- _JOBS_
1 > In the piece on the Wealth Arabia Summit 2016 panel, what does Robin Amlot say diversification does not mean?
2 > Carry on the article about investing advice from the Wealth Arabia Summit 2016 panel, starting after its last sentence.

Summary: IN AN ALL-STAR PANEL AT THE WEALTH ARABIA SUMMIT 2016, EXPERTS FROM AROUND THE WORLD GAVE INVESTORS ADVICE ON HOW TO INVEST IN AN UNCERTAIN FUTURE

Make no mistake--these are turbulent times. If any expert is telling you different, or is telling you they know exactly what the future will bring, either they are lying or they have a crystal ball. But even in this uncertain period, that doesn't mean that investors should take all their money and shove it under their mattress. Investors, now more than ever, should be investing, but they need to have a strategy.

For Conor McGorrian, Portfolio Strategist -- Fundamental Equity, State Street Global Advisors, that strategy should be focused on equities, and on finding equities that provide value in the long term. In McGorrian's eyes, that is a matter of what the company is valued at in relation to its actual value. "The key focus for investors here has to be, and it always has to be, about valuation. There's no doubt that there's always uncertainty--in my career I've seen tech boom and bust, I've seen bubbles form and burst; there is always something for investors to worry about. But if you focus on valuation, find good quality businesses that are undervalued by the market, and have the patience and discipline to stick with it, then over the longer term you can generate much better returns for your clients."

In any investor's mind, risk is a main concern. But without diversification, so-called 'safe' investments could prove risky in the long term. "From an investor's point of view, it's about making sure the risk profiling of your portfolio is correct, that you're comfortable with the risks you're taking, and that you have the courage of your convictions. Diversification does not mean buying a second piece of property," said Robin Amlot, Chief Executive Officer, CPI Financial.

- _INFORMATION SUPPLIED_
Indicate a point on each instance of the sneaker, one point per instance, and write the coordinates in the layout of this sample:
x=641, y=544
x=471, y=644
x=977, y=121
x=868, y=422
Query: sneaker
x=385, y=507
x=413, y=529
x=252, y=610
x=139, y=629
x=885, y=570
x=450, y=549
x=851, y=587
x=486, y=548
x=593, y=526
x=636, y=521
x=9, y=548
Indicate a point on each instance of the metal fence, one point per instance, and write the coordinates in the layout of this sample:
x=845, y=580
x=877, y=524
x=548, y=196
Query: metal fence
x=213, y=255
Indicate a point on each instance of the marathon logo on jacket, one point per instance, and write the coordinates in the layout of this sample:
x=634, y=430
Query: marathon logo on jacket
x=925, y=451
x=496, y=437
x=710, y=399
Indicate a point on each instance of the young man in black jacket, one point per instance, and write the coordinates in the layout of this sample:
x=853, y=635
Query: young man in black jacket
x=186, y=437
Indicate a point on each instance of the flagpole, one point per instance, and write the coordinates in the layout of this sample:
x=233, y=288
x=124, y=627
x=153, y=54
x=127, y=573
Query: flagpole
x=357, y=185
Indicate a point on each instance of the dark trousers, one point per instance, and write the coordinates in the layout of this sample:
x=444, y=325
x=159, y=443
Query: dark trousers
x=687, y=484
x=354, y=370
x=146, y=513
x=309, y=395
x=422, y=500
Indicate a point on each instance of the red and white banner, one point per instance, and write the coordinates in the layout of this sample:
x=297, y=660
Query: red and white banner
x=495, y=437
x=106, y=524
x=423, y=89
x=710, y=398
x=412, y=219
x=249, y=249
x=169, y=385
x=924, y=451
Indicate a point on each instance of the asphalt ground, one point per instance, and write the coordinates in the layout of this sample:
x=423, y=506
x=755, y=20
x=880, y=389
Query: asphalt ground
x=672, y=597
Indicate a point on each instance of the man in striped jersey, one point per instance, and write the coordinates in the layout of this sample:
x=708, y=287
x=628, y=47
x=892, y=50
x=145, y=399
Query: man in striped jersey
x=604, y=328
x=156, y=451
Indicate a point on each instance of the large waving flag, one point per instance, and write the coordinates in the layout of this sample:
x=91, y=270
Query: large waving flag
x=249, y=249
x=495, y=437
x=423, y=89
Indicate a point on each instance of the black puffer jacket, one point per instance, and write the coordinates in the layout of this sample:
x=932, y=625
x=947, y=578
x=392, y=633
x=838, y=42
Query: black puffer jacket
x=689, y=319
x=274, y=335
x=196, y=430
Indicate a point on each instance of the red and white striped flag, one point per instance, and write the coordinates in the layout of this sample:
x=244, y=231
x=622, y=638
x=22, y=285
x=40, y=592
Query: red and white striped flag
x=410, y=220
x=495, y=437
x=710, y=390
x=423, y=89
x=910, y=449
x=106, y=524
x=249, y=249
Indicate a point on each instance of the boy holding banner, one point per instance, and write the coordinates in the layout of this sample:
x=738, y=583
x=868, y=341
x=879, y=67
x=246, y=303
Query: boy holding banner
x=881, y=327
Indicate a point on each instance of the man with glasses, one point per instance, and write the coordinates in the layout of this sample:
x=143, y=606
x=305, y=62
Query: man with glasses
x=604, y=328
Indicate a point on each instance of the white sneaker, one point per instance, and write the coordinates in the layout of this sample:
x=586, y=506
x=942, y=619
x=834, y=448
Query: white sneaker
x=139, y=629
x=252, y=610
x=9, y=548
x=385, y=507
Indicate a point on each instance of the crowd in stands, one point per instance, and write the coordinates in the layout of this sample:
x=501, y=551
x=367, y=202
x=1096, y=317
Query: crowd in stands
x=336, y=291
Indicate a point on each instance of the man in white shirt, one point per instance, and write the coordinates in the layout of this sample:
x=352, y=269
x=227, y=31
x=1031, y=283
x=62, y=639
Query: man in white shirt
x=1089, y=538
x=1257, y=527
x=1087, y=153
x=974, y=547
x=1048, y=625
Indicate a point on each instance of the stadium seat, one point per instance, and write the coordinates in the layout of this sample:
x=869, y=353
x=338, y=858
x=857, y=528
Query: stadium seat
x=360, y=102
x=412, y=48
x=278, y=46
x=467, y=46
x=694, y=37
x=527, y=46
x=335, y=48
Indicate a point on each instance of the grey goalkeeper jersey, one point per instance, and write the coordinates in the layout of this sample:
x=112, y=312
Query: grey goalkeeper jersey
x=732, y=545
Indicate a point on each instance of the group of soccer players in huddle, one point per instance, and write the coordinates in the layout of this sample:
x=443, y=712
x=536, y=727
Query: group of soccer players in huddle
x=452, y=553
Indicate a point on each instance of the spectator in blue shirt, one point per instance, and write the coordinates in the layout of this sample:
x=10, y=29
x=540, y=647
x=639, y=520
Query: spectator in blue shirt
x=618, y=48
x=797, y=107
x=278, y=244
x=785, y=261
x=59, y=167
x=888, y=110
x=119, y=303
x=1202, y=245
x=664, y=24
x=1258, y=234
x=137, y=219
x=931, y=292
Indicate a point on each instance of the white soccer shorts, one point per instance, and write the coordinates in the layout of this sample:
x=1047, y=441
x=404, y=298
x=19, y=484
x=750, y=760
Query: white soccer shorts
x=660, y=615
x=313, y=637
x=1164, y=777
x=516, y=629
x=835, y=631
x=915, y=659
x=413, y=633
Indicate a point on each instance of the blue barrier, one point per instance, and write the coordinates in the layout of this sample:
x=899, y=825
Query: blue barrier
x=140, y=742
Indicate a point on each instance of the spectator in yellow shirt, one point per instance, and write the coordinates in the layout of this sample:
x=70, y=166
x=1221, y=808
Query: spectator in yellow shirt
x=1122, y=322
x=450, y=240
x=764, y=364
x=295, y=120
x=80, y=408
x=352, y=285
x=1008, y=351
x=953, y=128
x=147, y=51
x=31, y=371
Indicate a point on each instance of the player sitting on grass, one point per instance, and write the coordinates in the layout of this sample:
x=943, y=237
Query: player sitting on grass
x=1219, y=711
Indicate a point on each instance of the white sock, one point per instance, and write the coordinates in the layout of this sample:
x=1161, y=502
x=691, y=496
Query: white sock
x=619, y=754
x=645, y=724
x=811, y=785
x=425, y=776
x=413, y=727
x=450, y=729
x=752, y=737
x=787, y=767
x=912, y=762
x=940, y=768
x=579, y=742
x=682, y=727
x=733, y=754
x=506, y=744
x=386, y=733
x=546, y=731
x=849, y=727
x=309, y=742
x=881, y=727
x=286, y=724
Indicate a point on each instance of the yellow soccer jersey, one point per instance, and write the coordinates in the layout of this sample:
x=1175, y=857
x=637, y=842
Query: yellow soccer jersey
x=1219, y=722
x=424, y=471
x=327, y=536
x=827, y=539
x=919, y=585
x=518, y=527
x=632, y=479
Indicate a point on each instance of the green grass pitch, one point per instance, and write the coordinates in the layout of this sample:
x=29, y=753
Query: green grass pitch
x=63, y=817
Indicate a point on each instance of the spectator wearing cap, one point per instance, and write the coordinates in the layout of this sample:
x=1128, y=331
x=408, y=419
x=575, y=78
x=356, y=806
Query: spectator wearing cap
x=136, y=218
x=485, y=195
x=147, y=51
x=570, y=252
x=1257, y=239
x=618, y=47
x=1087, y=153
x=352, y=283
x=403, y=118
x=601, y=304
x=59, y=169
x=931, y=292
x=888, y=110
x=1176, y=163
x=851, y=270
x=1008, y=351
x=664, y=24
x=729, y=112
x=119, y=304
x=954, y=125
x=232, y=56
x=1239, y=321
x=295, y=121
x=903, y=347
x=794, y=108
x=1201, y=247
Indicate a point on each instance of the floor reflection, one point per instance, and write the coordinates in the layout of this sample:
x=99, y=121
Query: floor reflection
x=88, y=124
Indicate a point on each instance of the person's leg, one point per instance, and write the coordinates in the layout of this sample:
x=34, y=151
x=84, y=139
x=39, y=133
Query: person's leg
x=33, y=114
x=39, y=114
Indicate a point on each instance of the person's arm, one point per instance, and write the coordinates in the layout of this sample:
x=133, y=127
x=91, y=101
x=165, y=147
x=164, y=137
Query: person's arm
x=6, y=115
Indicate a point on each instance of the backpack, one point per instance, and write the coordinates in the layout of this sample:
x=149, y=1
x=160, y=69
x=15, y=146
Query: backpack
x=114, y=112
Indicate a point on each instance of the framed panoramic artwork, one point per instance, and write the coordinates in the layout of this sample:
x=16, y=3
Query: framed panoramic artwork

- _IN RESPONSE_
1 > Buying a second piece of property.

2 >
"Diversification is something we haven't been able to address in the region," said George Triplow, Executive Director -- Wealth & Asset Management Leader MENA, Ernst & Young. "So when you look at the investor set in the region, how diversified are they actually? We see more and more GCC investors wanting to invest in similar products that they already have. We see expats who take money out of the region. So then, how diversified are the investments in the region?"

But it's not always the investor's fault-- sometimes the economy in which one is investing causes a lack of diversification. "If you're focusing on this particular region, the challenge of this particular region is that the economies themselves are not particularly diversified," said David Staples, Managing Director, Corporate Finance EMEA, Moody's. "Even if you have a diversified portfolio, you have exposure to the macroeconomic impact of commodity-based economies where government investment is a driver for growth. So thus, government policy and the effectiveness of changing government policy during periods of transition becomes extremely important, and challenging issues for people who may be focusing on investing in corporates and financial institutions and have to overlay that with the issue of sovereign macroeconomic investment risk. At least in the GCC you don't have the currency issue to worry about as you do in other countries, but the big challenge is how much access you need to the liquidity in your portfolio. I don't find this to be a region with a lot of liquidity depth and that becomes an issue."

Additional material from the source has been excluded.